• _Short task_
Render every line of the entries below as a JSON list of strings, one string per line, skipping blank lines and leaving out the pictures.

** begin Dataset content **

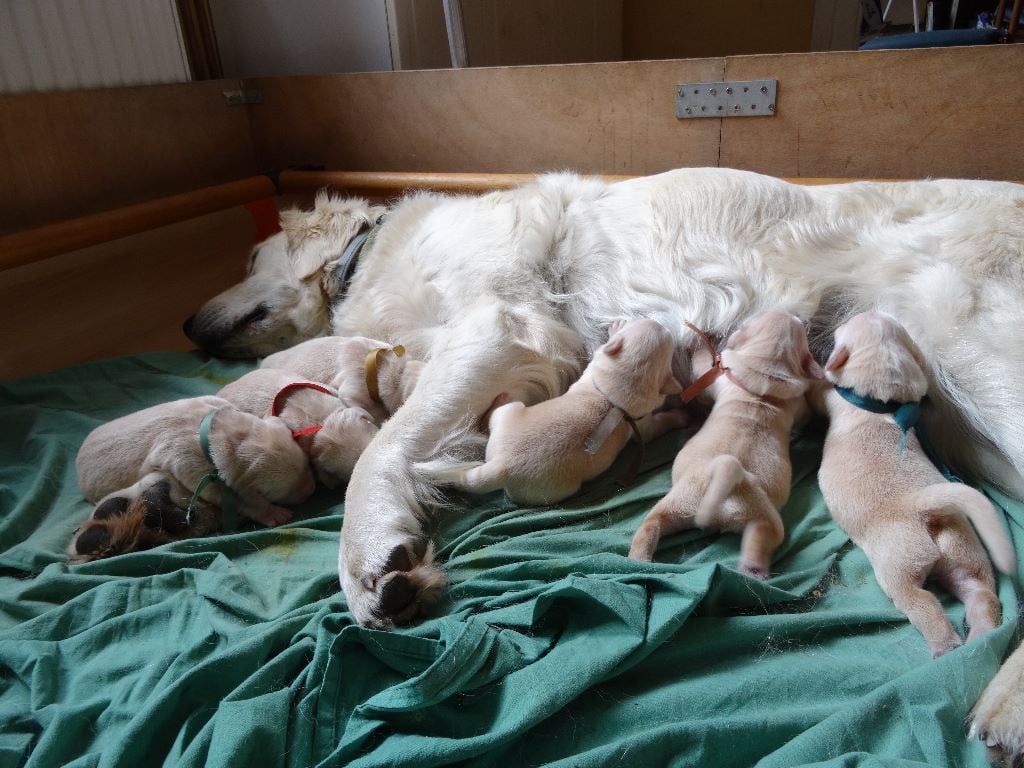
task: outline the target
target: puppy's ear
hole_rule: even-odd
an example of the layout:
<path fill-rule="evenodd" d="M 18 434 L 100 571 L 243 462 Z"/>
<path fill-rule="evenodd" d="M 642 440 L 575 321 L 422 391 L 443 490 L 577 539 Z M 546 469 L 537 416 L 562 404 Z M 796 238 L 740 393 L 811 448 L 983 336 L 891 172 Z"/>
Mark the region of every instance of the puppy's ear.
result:
<path fill-rule="evenodd" d="M 609 357 L 614 357 L 623 351 L 624 343 L 625 339 L 623 339 L 622 336 L 612 337 L 603 347 L 601 347 L 601 351 Z"/>
<path fill-rule="evenodd" d="M 679 394 L 682 391 L 683 385 L 679 383 L 679 380 L 675 376 L 669 374 L 669 378 L 662 382 L 658 394 Z"/>
<path fill-rule="evenodd" d="M 833 350 L 828 361 L 825 364 L 825 371 L 830 374 L 839 371 L 850 359 L 850 348 L 846 344 L 840 344 Z"/>
<path fill-rule="evenodd" d="M 818 365 L 818 361 L 814 359 L 814 355 L 810 352 L 804 355 L 804 373 L 808 379 L 825 378 L 825 372 L 821 370 L 821 366 Z"/>

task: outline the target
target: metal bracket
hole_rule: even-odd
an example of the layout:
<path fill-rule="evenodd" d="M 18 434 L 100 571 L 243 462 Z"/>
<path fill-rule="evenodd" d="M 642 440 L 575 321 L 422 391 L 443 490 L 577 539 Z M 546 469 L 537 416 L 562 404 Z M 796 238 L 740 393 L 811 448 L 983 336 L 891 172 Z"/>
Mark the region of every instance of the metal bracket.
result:
<path fill-rule="evenodd" d="M 775 114 L 777 80 L 726 80 L 676 85 L 676 117 L 766 118 Z"/>
<path fill-rule="evenodd" d="M 261 104 L 263 91 L 259 88 L 243 88 L 238 91 L 223 91 L 224 100 L 231 104 Z"/>

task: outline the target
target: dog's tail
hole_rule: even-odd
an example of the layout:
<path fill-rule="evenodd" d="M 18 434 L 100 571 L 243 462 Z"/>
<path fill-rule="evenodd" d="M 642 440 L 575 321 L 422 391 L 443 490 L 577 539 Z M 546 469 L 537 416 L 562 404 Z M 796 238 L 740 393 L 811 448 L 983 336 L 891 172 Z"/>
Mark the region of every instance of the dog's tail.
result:
<path fill-rule="evenodd" d="M 426 482 L 471 494 L 489 494 L 505 487 L 505 467 L 499 461 L 453 463 L 434 459 L 414 464 L 413 469 Z"/>
<path fill-rule="evenodd" d="M 914 493 L 913 505 L 924 516 L 967 515 L 995 567 L 1004 573 L 1017 567 L 1017 557 L 999 516 L 981 492 L 956 482 L 937 482 Z"/>
<path fill-rule="evenodd" d="M 709 471 L 711 479 L 708 482 L 708 489 L 705 490 L 703 499 L 700 500 L 693 517 L 693 522 L 698 528 L 707 528 L 715 523 L 718 511 L 725 500 L 736 489 L 736 485 L 742 482 L 746 474 L 739 460 L 727 455 L 712 459 Z"/>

** end Dataset content **

• _Complete response_
[
  "task: outline the target",
  "target: puppy's ear",
  "hole_rule: even-odd",
  "an example of the layout:",
  "<path fill-rule=\"evenodd\" d=\"M 18 434 L 100 571 L 243 462 Z\"/>",
  "<path fill-rule=\"evenodd\" d=\"M 642 440 L 575 321 L 422 391 L 443 490 L 577 539 Z M 546 469 L 537 416 L 562 404 Z M 796 238 L 740 393 L 811 448 L 983 336 L 891 172 Z\"/>",
  "Mark the region of every instance of the puppy's ear.",
  "result:",
  "<path fill-rule=\"evenodd\" d=\"M 609 357 L 614 357 L 623 351 L 624 343 L 625 339 L 623 339 L 622 336 L 612 337 L 603 347 L 601 347 L 601 351 Z\"/>",
  "<path fill-rule=\"evenodd\" d=\"M 679 394 L 682 391 L 683 385 L 679 383 L 679 380 L 675 376 L 669 374 L 669 378 L 662 382 L 658 394 Z\"/>",
  "<path fill-rule=\"evenodd\" d=\"M 833 350 L 828 361 L 825 364 L 825 371 L 830 374 L 839 371 L 850 359 L 850 348 L 846 344 L 840 344 Z\"/>",
  "<path fill-rule=\"evenodd\" d=\"M 818 365 L 818 361 L 814 359 L 814 355 L 810 352 L 804 355 L 804 373 L 808 379 L 825 378 L 825 372 L 821 370 L 821 366 Z\"/>",
  "task: outline the target",
  "target: metal bracket",
  "hole_rule: even-odd",
  "an example of the layout:",
  "<path fill-rule=\"evenodd\" d=\"M 18 434 L 100 571 L 243 462 Z\"/>",
  "<path fill-rule=\"evenodd\" d=\"M 642 440 L 575 321 L 422 391 L 443 490 L 577 539 Z M 546 469 L 537 416 L 562 404 Z M 796 238 L 740 393 L 811 448 L 983 336 L 891 172 Z\"/>",
  "Mark the region of every instance of the metal bracket.",
  "result:",
  "<path fill-rule=\"evenodd\" d=\"M 775 114 L 777 80 L 726 80 L 676 85 L 676 117 L 766 118 Z\"/>",
  "<path fill-rule=\"evenodd\" d=\"M 261 104 L 263 91 L 259 88 L 243 88 L 238 91 L 223 91 L 224 100 L 231 104 Z\"/>",
  "task: outline the target",
  "target: dog's tail",
  "hole_rule: even-odd",
  "an example of the layout:",
  "<path fill-rule=\"evenodd\" d=\"M 18 434 L 100 571 L 243 462 Z\"/>",
  "<path fill-rule=\"evenodd\" d=\"M 642 440 L 575 321 L 422 391 L 443 490 L 577 539 Z M 546 469 L 537 416 L 562 404 Z M 796 238 L 740 393 L 811 448 L 983 336 L 891 172 Z\"/>",
  "Mark the region of every instance of the dog's tail.",
  "result:",
  "<path fill-rule=\"evenodd\" d=\"M 426 482 L 471 494 L 489 494 L 505 487 L 505 467 L 499 461 L 453 463 L 434 459 L 414 464 L 413 469 Z\"/>",
  "<path fill-rule=\"evenodd\" d=\"M 914 493 L 913 505 L 924 516 L 967 515 L 995 567 L 1004 573 L 1017 567 L 1017 557 L 999 516 L 981 492 L 956 482 L 937 482 Z\"/>",
  "<path fill-rule=\"evenodd\" d=\"M 709 471 L 711 479 L 708 482 L 708 489 L 705 490 L 703 499 L 700 500 L 693 517 L 693 522 L 698 528 L 707 528 L 715 523 L 718 511 L 725 500 L 736 489 L 736 485 L 742 482 L 746 474 L 739 460 L 727 455 L 712 459 Z\"/>"
]